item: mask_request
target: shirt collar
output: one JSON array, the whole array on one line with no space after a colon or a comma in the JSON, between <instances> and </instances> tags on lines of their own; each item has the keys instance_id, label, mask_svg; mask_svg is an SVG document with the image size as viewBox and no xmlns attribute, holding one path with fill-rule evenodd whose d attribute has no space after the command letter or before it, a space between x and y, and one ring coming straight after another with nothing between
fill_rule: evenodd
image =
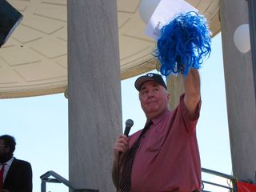
<instances>
[{"instance_id":1,"label":"shirt collar","mask_svg":"<svg viewBox=\"0 0 256 192\"><path fill-rule=\"evenodd\" d=\"M10 166L10 165L11 165L11 163L13 162L14 159L14 157L12 157L12 158L10 158L7 162L4 162L4 163L2 163L2 164L5 164L6 166ZM2 165L2 164L1 164L1 165Z\"/></svg>"}]
</instances>

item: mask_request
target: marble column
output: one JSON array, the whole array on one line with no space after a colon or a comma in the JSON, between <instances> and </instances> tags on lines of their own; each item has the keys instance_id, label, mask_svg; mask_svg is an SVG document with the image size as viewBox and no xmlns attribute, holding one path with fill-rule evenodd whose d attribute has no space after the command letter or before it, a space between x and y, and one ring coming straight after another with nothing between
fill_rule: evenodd
<instances>
[{"instance_id":1,"label":"marble column","mask_svg":"<svg viewBox=\"0 0 256 192\"><path fill-rule=\"evenodd\" d=\"M247 2L220 1L220 16L233 174L238 179L255 182L256 102L251 52L239 52L233 40L237 27L249 22Z\"/></svg>"},{"instance_id":2,"label":"marble column","mask_svg":"<svg viewBox=\"0 0 256 192\"><path fill-rule=\"evenodd\" d=\"M115 191L114 143L122 132L116 0L68 0L69 180Z\"/></svg>"}]
</instances>

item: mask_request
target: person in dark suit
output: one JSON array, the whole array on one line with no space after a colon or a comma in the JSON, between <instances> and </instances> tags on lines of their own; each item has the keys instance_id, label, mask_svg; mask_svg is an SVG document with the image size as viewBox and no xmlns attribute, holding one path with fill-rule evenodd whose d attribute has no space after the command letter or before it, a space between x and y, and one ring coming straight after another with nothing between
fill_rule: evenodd
<instances>
[{"instance_id":1,"label":"person in dark suit","mask_svg":"<svg viewBox=\"0 0 256 192\"><path fill-rule=\"evenodd\" d=\"M0 136L0 170L4 166L0 192L32 192L31 165L14 157L15 146L14 137Z\"/></svg>"}]
</instances>

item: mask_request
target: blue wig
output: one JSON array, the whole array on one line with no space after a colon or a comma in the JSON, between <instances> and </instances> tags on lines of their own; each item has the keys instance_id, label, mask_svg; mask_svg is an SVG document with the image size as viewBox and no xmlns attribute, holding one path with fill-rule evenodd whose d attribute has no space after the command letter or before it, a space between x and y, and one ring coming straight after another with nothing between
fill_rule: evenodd
<instances>
[{"instance_id":1,"label":"blue wig","mask_svg":"<svg viewBox=\"0 0 256 192\"><path fill-rule=\"evenodd\" d=\"M210 51L210 32L206 18L190 11L179 14L161 29L155 56L162 75L186 76L190 68L201 68Z\"/></svg>"}]
</instances>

What the task requires: Reproduce the records verbatim, omitting all images they contain.

Task answer:
item: mask_request
target: shirt collar
output: one JSON array, the whole array on one line with no space after a colon or a comma in the JSON, between <instances> and </instances> tags on lines of their own; each item has the keys instance_id, label, mask_svg; mask_svg is an SVG document with the image size as viewBox and no xmlns attribute, holding one path with fill-rule evenodd whose d attribute has no space after the command letter or before it, a space between x and y, and one ring coming straight after another with nothing between
fill_rule: evenodd
image =
<instances>
[{"instance_id":1,"label":"shirt collar","mask_svg":"<svg viewBox=\"0 0 256 192\"><path fill-rule=\"evenodd\" d=\"M10 166L10 165L11 165L11 163L13 162L14 159L14 157L12 157L12 158L10 158L7 162L4 162L4 163L2 163L2 164L5 164L6 166ZM2 165L2 164L1 164L1 165Z\"/></svg>"}]
</instances>

item: mask_request
target: marble column
output: one JSON array, the whole array on one line with no space after a colon or a comma in the JSON, between <instances> and </instances> tags on lines of their own; each item has the keys instance_id, label, mask_svg; mask_svg is an SVG document with the image size as viewBox and no xmlns attribute, holding one path with fill-rule evenodd whose d attribute has no space after the command letter or before it, a space between x and y, and one ring coming straight after another with nothing between
fill_rule: evenodd
<instances>
[{"instance_id":1,"label":"marble column","mask_svg":"<svg viewBox=\"0 0 256 192\"><path fill-rule=\"evenodd\" d=\"M247 2L220 1L220 16L233 174L238 179L255 182L256 102L251 52L239 52L233 40L237 27L249 22Z\"/></svg>"},{"instance_id":2,"label":"marble column","mask_svg":"<svg viewBox=\"0 0 256 192\"><path fill-rule=\"evenodd\" d=\"M115 191L114 143L122 132L116 0L68 0L69 180Z\"/></svg>"}]
</instances>

item: mask_request
target: person in dark suit
output: one JSON array, the whole array on one line with no space after a colon or a comma in the JSON, between <instances> and </instances> tags on lines of their own; each item has the keys instance_id, label, mask_svg; mask_svg is an SVG document with the image size as viewBox and no xmlns attribute, holding one path with fill-rule evenodd whose d attribute has no space after the command letter or before it, a space between x and y, and one ring coming straight after another with nothing between
fill_rule: evenodd
<instances>
[{"instance_id":1,"label":"person in dark suit","mask_svg":"<svg viewBox=\"0 0 256 192\"><path fill-rule=\"evenodd\" d=\"M0 136L0 170L4 166L0 192L32 192L31 165L14 157L15 146L14 137Z\"/></svg>"}]
</instances>

item: mask_request
target: blue wig
output: one JSON array, the whole array on one line with no space after a colon or a comma in the JSON, between <instances> and </instances> tags on lines of their own; each item has the keys instance_id, label, mask_svg; mask_svg is an SVG document with the image size as viewBox and no xmlns attribute, holding one path with fill-rule evenodd whose d attribute has no space after the command letter or before it, a space between x and y, and one ring coming straight after another with nothing between
fill_rule: evenodd
<instances>
[{"instance_id":1,"label":"blue wig","mask_svg":"<svg viewBox=\"0 0 256 192\"><path fill-rule=\"evenodd\" d=\"M210 51L210 32L206 18L190 11L179 14L161 29L155 56L162 75L186 76L190 68L201 68Z\"/></svg>"}]
</instances>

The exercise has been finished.